> [Input]
___
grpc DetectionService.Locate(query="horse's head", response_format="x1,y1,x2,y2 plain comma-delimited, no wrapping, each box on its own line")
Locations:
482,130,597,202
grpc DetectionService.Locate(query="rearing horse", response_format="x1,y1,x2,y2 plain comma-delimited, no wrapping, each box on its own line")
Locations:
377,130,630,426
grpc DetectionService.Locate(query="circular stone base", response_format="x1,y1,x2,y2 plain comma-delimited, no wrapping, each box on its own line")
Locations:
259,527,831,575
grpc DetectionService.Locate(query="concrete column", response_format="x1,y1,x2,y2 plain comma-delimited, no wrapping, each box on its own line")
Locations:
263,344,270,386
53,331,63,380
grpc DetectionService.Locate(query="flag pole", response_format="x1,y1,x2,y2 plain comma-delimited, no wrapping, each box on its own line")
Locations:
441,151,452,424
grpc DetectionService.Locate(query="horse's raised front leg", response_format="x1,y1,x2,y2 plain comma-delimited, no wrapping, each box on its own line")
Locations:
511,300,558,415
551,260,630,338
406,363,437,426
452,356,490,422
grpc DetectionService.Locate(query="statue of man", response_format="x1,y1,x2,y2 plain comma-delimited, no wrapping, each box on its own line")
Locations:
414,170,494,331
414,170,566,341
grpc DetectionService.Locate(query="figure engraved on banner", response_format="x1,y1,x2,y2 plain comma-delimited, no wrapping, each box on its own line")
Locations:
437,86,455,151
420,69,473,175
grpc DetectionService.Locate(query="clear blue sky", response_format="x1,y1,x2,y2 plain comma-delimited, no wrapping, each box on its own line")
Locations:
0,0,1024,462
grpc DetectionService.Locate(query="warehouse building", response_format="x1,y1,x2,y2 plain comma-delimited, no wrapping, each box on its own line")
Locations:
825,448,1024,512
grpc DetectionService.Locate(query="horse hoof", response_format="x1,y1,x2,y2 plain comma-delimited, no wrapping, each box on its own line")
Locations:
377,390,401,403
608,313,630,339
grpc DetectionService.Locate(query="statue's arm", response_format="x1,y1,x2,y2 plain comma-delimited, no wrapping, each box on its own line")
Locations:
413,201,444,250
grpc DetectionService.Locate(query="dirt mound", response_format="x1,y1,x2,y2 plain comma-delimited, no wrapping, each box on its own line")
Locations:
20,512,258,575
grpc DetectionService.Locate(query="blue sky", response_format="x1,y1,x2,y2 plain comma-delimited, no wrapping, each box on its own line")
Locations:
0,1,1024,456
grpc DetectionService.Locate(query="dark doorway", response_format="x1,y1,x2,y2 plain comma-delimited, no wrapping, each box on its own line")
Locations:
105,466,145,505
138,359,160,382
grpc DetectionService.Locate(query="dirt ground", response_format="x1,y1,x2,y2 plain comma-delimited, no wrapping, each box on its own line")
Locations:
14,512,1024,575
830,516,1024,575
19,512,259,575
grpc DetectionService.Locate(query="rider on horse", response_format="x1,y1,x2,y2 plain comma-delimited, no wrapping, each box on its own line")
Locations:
___
> [What you have to do]
Copy all of the material above line for line, with no changes.

> [Completed task]
grpc DetectionService.Locate(query="horse's head", response_format="x1,y1,x2,y2 plain comma-delimited, no wrapping, each box on its own line")
Locations:
482,130,597,202
grpc DetectionService.Locate(query="rearing horse", response_format="x1,y1,x2,y2 plain comma-delimited, no wrapping, each box on its own line")
Locations:
377,130,630,426
grpc DetectionService.Locate(query="circular stone base", response_format="x1,y1,x2,y2 plain comma-delimited, no wrapping, each box on its own line")
Locations:
259,527,831,575
grpc DetectionService.Locate(query="concrete column", response_format="x1,y1,x2,y2 plain comma-delimited, no wrapping, each box on its own line")
Locations:
263,344,270,386
53,331,63,380
grpc DetectionService.Locate(query="flag pole", response_format="x1,y1,x2,y2 plain comma-delimited, no wrapping, each box on its own line")
Locations:
441,151,452,424
grpc DetectionService.Locate(query="horse's raised front leg", response_format="x1,y1,x2,y2 plain comma-delimited, no wrapping, each box on its own line")
Locations:
511,300,558,415
551,260,630,338
406,363,437,426
452,356,490,422
grpc DetectionService.Locate(query="statue of man", response_format="x1,y1,x2,y2 plain comma-delimited, no wrapping, each box on its own line")
Locations:
414,170,494,331
414,170,566,341
grpc DetectionService.Locate(query="figure engraved on banner", response_format="x1,y1,x2,y2 plain comma-delimited, no wrapping, each box on its own line")
Locations:
437,86,455,151
420,69,473,175
grpc DetectionService.Locate(query="clear blue sky", response_format="x1,y1,x2,y2 plain comma-delimited, no wrapping, each box on its own line")
Locations:
0,0,1024,462
grpc DetectionService.Locate(query="warehouse building", response_format="x1,y1,x2,y2 plain comma-delimited, no wrapping, each box on its own line")
Locations:
825,448,1024,512
grpc DetectionService.Locate(query="horse hoof", response_format="x1,y1,x2,y2 plain comma-delimited, no wrapping, each box on its own line")
Locations:
377,390,401,403
608,313,630,339
grpc DetectionService.Locate(query="statue's arm", response_format="x1,y1,x2,y2 plain comma-delimited, no wrapping, each box on its own line")
Locations:
413,201,444,250
grpc DetectionService.Locate(query="dirt mound", response_format="x1,y1,x2,y2 plain comma-delimited, no wrapping, each box on its own line")
Locations:
20,512,258,575
grpc DetectionService.Locate(query="blue sky", response_format="x1,y1,x2,y2 plain comma-delimited, no wrapping, each box on its own line")
Locations:
0,1,1024,456
grpc DetectionService.Locate(query="dark doorway", response_format="x1,y1,x2,y2 plain comma-delimited, no wrapping, each box on its own line")
Locations:
105,466,145,505
138,359,160,382
grpc DetectionService.Locate(query="dirt ground", response_format="x1,y1,x2,y2 plain comma-delimited, no wrapping, each box on its own line")
Locations:
14,512,1024,575
830,516,1024,575
19,512,259,575
grpc DetectionService.Locate(query="rider on horse", response_format="x1,y1,x2,y2 plain comma-delimited, no wrapping, each box on its own line")
Locations:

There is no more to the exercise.